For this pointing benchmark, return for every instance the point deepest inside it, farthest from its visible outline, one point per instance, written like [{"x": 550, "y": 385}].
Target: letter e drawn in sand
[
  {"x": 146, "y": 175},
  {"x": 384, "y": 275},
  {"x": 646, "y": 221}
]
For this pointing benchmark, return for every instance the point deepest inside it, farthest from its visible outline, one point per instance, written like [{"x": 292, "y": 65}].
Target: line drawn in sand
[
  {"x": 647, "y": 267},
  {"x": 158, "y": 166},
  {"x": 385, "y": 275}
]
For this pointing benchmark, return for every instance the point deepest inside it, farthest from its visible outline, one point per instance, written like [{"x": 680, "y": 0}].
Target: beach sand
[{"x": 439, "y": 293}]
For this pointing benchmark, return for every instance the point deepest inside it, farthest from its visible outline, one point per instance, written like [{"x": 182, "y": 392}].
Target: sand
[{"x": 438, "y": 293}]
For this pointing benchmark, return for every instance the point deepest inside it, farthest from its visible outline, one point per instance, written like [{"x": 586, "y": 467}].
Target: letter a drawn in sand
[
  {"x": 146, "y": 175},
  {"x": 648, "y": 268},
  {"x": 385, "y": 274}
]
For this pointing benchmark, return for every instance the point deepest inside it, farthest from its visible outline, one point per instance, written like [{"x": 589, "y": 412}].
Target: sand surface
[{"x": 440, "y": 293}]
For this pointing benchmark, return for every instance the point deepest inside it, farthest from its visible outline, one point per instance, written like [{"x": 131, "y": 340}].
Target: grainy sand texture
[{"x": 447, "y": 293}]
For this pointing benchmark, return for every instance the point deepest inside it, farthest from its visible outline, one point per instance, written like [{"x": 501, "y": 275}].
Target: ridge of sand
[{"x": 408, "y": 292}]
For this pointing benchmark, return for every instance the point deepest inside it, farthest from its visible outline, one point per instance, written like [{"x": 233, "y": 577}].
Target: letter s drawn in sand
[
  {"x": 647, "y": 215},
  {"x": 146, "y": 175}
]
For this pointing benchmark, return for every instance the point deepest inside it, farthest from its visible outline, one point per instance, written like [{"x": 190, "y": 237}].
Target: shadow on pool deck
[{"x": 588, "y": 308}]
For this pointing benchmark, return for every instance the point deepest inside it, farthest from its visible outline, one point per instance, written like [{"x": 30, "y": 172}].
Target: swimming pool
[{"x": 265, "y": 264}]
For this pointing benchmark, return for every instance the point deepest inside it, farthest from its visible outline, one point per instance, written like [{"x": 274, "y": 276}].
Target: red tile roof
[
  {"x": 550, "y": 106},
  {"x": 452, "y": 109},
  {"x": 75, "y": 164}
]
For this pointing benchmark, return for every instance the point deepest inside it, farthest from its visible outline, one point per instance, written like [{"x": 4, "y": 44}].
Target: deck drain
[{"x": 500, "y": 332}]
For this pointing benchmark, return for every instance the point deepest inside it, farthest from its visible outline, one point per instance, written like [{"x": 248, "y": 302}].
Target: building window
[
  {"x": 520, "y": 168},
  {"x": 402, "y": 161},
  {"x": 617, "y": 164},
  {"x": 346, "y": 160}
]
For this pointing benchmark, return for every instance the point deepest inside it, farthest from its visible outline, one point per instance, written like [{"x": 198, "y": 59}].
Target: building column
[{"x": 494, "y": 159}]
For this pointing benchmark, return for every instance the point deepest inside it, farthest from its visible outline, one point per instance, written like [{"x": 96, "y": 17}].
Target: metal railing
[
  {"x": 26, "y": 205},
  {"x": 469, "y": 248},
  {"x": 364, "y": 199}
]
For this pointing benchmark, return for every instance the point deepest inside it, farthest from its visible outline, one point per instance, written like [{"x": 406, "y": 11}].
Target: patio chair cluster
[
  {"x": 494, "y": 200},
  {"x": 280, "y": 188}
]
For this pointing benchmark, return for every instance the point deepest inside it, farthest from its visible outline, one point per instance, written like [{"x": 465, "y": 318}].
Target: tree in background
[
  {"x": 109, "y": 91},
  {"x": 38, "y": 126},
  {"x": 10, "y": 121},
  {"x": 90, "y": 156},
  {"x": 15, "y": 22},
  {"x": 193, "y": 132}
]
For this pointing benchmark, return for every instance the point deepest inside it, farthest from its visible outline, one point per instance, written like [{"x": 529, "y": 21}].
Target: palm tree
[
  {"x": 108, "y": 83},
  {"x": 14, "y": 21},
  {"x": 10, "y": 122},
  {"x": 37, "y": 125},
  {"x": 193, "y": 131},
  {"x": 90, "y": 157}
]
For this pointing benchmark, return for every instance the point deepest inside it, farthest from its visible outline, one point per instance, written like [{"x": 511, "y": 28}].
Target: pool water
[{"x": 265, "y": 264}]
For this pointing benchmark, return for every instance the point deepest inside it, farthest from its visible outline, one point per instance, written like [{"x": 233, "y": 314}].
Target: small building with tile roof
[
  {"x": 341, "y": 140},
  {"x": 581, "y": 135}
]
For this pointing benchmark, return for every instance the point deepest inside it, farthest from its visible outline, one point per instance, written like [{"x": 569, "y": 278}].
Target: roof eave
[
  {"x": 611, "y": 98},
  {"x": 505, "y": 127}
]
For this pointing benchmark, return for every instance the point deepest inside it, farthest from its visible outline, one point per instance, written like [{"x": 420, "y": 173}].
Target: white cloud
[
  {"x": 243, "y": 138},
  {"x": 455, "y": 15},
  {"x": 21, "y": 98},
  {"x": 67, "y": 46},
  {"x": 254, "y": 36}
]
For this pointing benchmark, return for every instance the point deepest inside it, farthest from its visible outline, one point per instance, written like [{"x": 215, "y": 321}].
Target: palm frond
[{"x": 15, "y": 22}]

PROBLEM REQUIREMENTS:
Select every line of the records above that contains the word "tree".

SOLUTION TO THIS EXERCISE:
Target: tree in background
Target: palm tree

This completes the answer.